- **Verilen görevler**:
(A) Zarif'in istifasıyla ilgili metne göre Zarif, istifa kararını hangi platformdaki hesabından duyurdu?
(B) Zarif'in istifasıyla ilgili metinde "İran Dışişleri Bakanı’nın" sözlerinden "hayati önem arz ediyor." sözlerine kadar uzanan bölümü hiçbir değişiklik yapmadan yeniden yazın.

İstifa restinde ilk raund Zarif'in

İstifa restinde ilk raund Zarif'in
Dini lider Hamaney’in de istifa kararına olumsuz bakması sonucu yaşanan geri dönüş, Dışişleri Bakanı Zarif’i, adeta “seçilmiş” bakandan “atanmış” bakan statüsüne yükseltti.

İstifa restinde ilk raund Zarif'in

Dini lider Hamaney’in de istifa kararına olumsuz bakması sonucu yaşanan geri dönüş, Dışişleri Bakanı Zarif’i, adeta “seçilmiş” bakandan “atanmış” bakan statüsüne yükseltti.

İran Dışişleri Bakanı Cevad Zarif, Şubat ayının sonlarına doğru görevinden istifa ettiğini açıkladı. Üstelik bu kararını, ülkede kullanımı yasak olan Instagram’daki hesabından duyurdu. İstifa haberinden iki gün sonra Cumhurbaşkanı Hasan Ruhani, Zarif’in istifasını kabul etmedi ve Zarif, ülkeye gelen Ermenistan heyetini karşılamak suretiyle görevine devam etti. İranlı bakan daha önce de istifa etmiş ancak Ruhani tarafından vazgeçirilmişti. Ancak bu seferki istifa açıklaması, zamanlaması ve içeriği bakımından diğerlerinden çok daha fazla anlam ve önem arz ediyor.

İran Dışişleri Bakanı’nın göreve devam etmesi, İranlı muhafazakârların yanı sıra istifayı olumlu bir gelişme olarak okuyan Tel Aviv ve Riyad’ı da üzen bir geri dönüş oldu. Zarif’in göreve devam etmesi, nükleer anlaşmanın geleceği ve İran’ın dış politikasındaki uzlaşmacı tavrın devamı açısından da hayati önem arz ediyor.

Şimdilik kazanan taraf gibi görünse de dışişleri bakanının istifa kararıyla, İran siyasi sahnesinden silinip gitme pahasına bir kumar oynadığını söylemek mümkün. Zira üzerindeki baskının arttığı bir dönemde İranlıların aktif olarak kullandığı sosyal medya hesabı üzerinden duyurulan istifa haberi; halkın, siyasi elitlerin ve şimdiye kadar pek anlaşamadığı muhafazakâr kesimin desteğini yeniden arkasına almasıyla sonuçlandı. Dini lider Hamaney’in de istifa kararına olumsuz bakması sonucu yaşanan geri dönüş, Dışişleri Bakanı Zarif’i, adeta “seçilmiş” bakandan “atanmış” bakan statüsüne yükseltti. Nükleer anlaşmanın akıbeti, ülkedeki ekonomik kriz ve Ruhani kabinesi üzerindeki baskı dikkate alındığında Zarif’in istifa kararı için aslında en doğru zamanı beklediğini söylemek mümkün. Bu manevra ile rüzgâr bir anda tersine dönmüş ve Ruhani kabinesi, göreve geldiği döneme benzer bir coşkuyu yeniden elde etmiş oldu.

- **Sağlanan veriler**:
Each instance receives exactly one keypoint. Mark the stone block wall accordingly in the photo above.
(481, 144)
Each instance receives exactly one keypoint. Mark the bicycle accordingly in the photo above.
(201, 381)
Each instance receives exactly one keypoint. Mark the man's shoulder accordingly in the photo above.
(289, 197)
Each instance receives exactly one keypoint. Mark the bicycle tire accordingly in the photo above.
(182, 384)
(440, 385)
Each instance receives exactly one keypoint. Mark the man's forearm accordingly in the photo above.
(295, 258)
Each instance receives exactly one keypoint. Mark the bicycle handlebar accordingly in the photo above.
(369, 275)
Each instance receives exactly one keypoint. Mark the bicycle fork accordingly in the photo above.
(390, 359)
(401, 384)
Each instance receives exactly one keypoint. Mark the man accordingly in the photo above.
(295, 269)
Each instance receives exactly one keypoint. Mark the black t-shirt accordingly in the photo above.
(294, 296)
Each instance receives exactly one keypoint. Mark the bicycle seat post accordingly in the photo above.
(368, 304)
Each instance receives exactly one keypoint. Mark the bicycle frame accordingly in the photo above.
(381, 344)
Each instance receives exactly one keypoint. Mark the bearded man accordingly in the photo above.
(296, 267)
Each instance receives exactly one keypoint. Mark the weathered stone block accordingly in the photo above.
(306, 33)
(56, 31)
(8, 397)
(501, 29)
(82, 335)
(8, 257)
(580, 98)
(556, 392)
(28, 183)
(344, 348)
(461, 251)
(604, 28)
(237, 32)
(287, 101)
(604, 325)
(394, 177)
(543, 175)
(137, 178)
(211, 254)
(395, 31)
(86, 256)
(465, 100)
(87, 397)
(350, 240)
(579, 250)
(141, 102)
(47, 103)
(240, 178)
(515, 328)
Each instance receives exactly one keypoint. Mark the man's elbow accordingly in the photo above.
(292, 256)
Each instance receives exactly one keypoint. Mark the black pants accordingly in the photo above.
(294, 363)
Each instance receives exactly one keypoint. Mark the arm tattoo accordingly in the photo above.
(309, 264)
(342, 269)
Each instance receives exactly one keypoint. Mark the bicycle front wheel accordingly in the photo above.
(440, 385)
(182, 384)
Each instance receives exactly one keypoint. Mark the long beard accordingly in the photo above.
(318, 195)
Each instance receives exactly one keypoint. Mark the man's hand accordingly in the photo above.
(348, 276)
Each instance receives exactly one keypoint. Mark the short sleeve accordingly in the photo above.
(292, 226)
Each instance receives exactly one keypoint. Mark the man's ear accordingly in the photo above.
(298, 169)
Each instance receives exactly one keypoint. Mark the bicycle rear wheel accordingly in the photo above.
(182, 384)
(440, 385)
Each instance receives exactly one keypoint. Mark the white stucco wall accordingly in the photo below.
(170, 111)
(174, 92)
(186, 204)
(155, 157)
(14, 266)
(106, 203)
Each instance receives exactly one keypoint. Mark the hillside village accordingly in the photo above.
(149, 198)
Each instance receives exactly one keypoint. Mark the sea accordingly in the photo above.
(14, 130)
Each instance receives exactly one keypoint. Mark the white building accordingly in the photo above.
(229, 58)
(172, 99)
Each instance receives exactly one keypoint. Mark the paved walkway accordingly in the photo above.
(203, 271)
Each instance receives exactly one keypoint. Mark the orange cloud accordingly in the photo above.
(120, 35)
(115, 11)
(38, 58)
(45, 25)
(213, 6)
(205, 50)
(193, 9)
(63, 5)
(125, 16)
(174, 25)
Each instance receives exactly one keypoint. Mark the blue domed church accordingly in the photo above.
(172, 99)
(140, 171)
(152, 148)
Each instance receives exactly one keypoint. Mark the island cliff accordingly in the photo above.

- **Yazılı yanıtlar**:
(A) Ülkede kullanımı yasak olan Instagram'daki hesabından duyurdu.

(B)
İran Dışişleri Bakanı’nın göreve devam etmesi, İranlı muhafazakârların yanı sıra istifayı olumlu bir gelişme olarak okuyan Tel Aviv ve Riyad’ı da üzen bir geri dönüş oldu. Zarif’in göreve devam etmesi, nükleer anlaşmanın geleceği ve İran’ın dış politikasındaki uzlaşmacı tavrın devamı açısından da hayati önem arz ediyor.